== Testo citato ==
"""
Ecco, nel futuro, non so se i grandi network sapranno mantenere questa capacità. Di certo il singolo dovrà sapere bene gli argomenti cruciali, quali ambiente e tecnologia, mentre le redazioni dovranno essere più varie per genere e per nazionalità. Se si iniziasse già ora a essere multicolore e multiforma, si saprebbe rendere meglio quel che il pubblico ricerca.

Raffaele Castagno
Mi riaggancio alla risposta, in quanto accennavi a questi nuovi media. Joshua Benton, il fondatore del Nieman Journalism Lab della Harvard University, sostiene che il successo delle newsletter dipenda in gran parte dal fatto che offrono agli iscritti qualcosa che vale la pena di essere letto. Assistiamo al ritorno di un potere della curatela, che con l’onda dei social si era smarrito. Ora ti chiedo: questi fenomeni, podcast e newsletter, come li vedi? Si tratta a tuo avviso di qualcosa che è destinato ad avere un successo economico? E per quanto concerne l’idea del giornalista indipendente, editore, cosa ne pensi?
"""
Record
"""
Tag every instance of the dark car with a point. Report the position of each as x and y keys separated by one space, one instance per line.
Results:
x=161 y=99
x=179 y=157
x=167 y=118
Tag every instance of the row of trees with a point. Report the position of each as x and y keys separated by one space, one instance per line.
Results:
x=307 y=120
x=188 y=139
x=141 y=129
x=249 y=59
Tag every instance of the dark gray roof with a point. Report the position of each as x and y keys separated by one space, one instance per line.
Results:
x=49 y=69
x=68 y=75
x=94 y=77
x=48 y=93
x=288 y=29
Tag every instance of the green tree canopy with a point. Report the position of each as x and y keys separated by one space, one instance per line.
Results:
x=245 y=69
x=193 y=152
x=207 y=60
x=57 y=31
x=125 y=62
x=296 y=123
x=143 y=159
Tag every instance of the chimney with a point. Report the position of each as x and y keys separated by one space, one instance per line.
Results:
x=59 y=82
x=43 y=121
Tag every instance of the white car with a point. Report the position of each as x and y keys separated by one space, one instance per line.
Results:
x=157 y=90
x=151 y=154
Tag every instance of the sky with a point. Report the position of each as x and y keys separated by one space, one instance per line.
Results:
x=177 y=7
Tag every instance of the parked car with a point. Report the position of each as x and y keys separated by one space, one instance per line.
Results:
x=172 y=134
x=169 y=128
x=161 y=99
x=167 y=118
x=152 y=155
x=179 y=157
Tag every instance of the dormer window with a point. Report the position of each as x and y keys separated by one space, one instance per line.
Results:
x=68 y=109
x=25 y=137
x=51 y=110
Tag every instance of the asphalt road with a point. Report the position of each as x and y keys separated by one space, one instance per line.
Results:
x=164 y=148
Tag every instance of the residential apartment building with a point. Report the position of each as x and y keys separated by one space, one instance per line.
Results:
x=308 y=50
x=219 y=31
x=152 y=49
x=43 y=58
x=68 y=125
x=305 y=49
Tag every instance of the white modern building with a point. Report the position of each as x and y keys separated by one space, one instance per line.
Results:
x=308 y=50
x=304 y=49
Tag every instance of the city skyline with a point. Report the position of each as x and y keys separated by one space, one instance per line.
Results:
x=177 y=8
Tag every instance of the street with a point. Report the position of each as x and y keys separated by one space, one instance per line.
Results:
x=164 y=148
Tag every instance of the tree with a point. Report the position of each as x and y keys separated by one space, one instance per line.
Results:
"""
"""
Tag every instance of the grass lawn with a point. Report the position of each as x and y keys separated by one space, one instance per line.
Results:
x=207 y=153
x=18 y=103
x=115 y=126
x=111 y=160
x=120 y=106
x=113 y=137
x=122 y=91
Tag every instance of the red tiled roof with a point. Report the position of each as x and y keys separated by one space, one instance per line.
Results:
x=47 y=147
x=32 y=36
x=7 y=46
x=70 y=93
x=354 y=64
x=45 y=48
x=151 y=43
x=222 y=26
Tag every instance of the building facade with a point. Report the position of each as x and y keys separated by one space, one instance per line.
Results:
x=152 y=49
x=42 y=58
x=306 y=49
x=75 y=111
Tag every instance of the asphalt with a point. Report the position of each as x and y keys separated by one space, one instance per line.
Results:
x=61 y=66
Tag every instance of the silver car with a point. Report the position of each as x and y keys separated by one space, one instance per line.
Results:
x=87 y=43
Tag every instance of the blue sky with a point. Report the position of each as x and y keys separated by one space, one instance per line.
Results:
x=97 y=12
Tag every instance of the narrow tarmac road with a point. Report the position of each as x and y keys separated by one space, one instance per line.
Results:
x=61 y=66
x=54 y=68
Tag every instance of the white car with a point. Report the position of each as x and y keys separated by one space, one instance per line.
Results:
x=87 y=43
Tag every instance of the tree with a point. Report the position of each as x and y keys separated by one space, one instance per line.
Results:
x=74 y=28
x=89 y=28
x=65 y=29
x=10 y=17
"""
== Cosa farai ==
1: Secondo quanto riportato nel testo sul giornalismo, da che cosa dipende in gran parte il successo delle newsletter per Joshua Benton?
2: Trascrivi dal testo sul giornalismo il passo che comincia con "Raffaele Castagno" e prosegue fino a "cosa ne pensi?".

== Soluzioni dell'esercizio ==
1: Dal fatto che offrono agli iscritti qualcosa che vale la pena di essere letto.

2:
Raffaele Castagno
Mi riaggancio alla risposta, in quanto accennavi a questi nuovi media. Joshua Benton, il fondatore del Nieman Journalism Lab della Harvard University, sostiene che il successo delle newsletter dipenda in gran parte dal fatto che offrono agli iscritti qualcosa che vale la pena di essere letto. Assistiamo al ritorno di un potere della curatela, che con l’onda dei social si era smarrito. Ora ti chiedo: questi fenomeni, podcast e newsletter, come li vedi? Si tratta a tuo avviso di qualcosa che è destinato ad avere un successo economico? E per quanto concerne l’idea del giornalista indipendente, editore, cosa ne pensi?